Recorded data —
━━━━━━━━

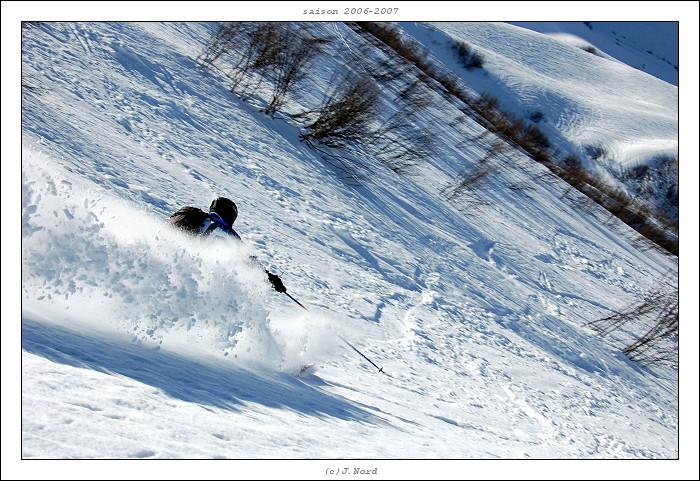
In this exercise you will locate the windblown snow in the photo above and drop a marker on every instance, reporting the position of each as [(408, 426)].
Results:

━━━━━━━━

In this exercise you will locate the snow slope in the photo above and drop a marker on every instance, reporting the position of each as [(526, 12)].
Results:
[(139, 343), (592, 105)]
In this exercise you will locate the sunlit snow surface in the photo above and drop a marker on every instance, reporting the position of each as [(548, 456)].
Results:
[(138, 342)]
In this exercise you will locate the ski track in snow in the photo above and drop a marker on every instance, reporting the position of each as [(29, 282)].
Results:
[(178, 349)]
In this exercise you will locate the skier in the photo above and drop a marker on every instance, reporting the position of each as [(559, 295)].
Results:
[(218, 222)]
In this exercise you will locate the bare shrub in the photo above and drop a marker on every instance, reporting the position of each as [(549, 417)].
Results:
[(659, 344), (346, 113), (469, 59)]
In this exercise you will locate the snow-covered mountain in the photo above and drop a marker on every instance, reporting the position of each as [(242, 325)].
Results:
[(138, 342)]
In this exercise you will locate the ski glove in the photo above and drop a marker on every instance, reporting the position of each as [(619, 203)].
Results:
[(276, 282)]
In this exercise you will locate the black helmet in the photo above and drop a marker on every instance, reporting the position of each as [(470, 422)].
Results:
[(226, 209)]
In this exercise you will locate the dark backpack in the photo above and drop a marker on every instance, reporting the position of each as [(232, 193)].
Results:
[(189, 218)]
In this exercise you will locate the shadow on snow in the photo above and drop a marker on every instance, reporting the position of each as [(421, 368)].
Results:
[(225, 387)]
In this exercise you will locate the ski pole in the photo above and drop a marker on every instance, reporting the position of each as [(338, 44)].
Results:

━━━━━━━━

Goal —
Format everything above from the line containing "In this exercise you will locate the skier" down to the line containing "[(218, 222)]" as a two-column CSV with the headers instruction and result. Give one row per item, with each value in its own quoted field and any line breaks replaced by spaces.

Exercise solution —
instruction,result
"In this exercise you will locate the skier in the photo above and drop a marker on every instance, reporting the position of each as [(559, 295)]. Results:","[(218, 222)]"